START DATA FOR THE TASK

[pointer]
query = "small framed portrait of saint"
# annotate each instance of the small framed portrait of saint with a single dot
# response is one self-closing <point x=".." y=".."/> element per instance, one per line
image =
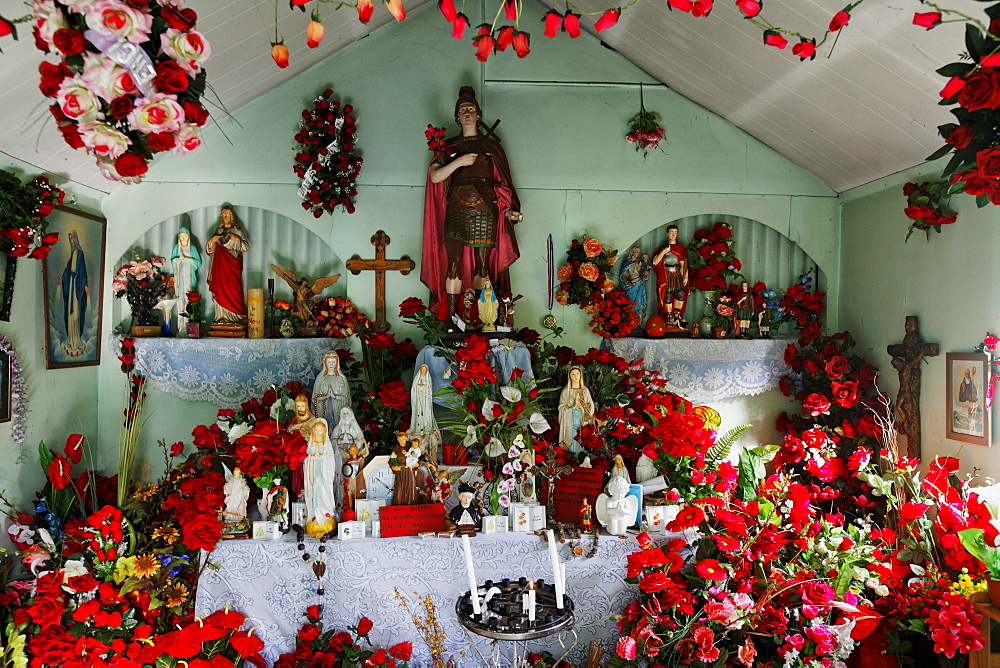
<point x="968" y="418"/>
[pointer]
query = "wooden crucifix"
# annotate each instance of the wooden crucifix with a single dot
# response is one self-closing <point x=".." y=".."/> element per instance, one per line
<point x="380" y="265"/>
<point x="906" y="358"/>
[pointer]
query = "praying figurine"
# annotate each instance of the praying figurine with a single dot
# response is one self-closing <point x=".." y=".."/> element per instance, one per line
<point x="467" y="513"/>
<point x="576" y="409"/>
<point x="423" y="426"/>
<point x="616" y="510"/>
<point x="586" y="521"/>
<point x="331" y="391"/>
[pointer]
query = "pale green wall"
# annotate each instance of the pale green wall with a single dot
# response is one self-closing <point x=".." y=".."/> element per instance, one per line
<point x="950" y="283"/>
<point x="60" y="401"/>
<point x="565" y="141"/>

END DATA FOR THE TASK

(INSTRUCTIONS FOR THE TASK):
Rewrite every item above, putting "single point" wherever "single dot" appears and keeping everything else the same. Leave the pictures out of your answer.

(RESPONSE FOR THIS EXERCISE):
[pointer]
query = "small framed portrait of saint"
# annotate each instance of the small framed portrait of saint with a single point
# response is one self-closing <point x=".." y=".."/> element per instance, one per line
image =
<point x="968" y="418"/>
[pointer]
query = "wooden crucifix"
# annotate each instance of the wooden crucifix with a single point
# response is one self-closing <point x=".." y=".."/> element per instance, one per line
<point x="380" y="265"/>
<point x="906" y="358"/>
[pointer]
query = "praying figurine"
# annotate each instance of the praying figurine with a single point
# response is one self-closing <point x=".." y=".."/> element per instance, one per line
<point x="467" y="513"/>
<point x="576" y="409"/>
<point x="423" y="426"/>
<point x="616" y="510"/>
<point x="586" y="521"/>
<point x="331" y="391"/>
[pointer]
query = "pale green wall"
# annotate each instance of the pale green wall with a single point
# response is one self-closing <point x=".." y=".."/> element per instance, one per line
<point x="950" y="283"/>
<point x="60" y="401"/>
<point x="565" y="141"/>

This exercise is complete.